GIVEN PROBLEM – Write out every line of the rows below again, requests included, shifting each box coordinate up by 27. Leave the pictures out.

Records of labeled boxes
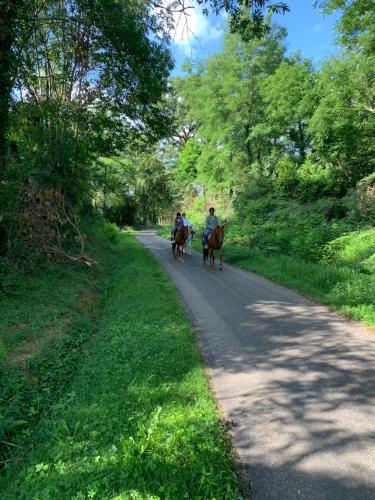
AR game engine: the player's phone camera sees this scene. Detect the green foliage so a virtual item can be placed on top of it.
[0,225,237,500]
[326,229,375,274]
[95,149,173,226]
[261,56,316,161]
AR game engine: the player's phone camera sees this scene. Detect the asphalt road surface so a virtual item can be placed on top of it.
[137,232,375,500]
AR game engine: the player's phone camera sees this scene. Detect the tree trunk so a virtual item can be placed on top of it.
[0,0,14,174]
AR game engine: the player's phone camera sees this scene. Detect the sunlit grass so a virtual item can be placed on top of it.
[0,229,237,499]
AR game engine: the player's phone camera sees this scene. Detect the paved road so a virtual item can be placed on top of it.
[137,232,375,500]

REPLY TO THE TASK –
AR game engine: the player's phone camera sees this scene. Detect the green foliage so a virtual item can be placed on top of it.
[27,252,264,527]
[353,256,402,301]
[122,176,200,253]
[288,83,343,188]
AR game engine: the player's phone camera sees this scene. Detect the asphalt road surface so a virtual item can be placed on top of it.
[164,259,402,527]
AR game engine: the player's phone camera sees this scene. Detect the tree trunk so a virtual item can be placed on top of it.
[27,27,41,201]
AR game engine: the player's phone camera sees this scene. Detect the sunlit grass so a virtual item can be placed on top of it.
[27,256,264,526]
AR game engine: the player's phone camera sees this scene. Detect the paved road so a virtual item can be placed on top of it.
[164,259,402,527]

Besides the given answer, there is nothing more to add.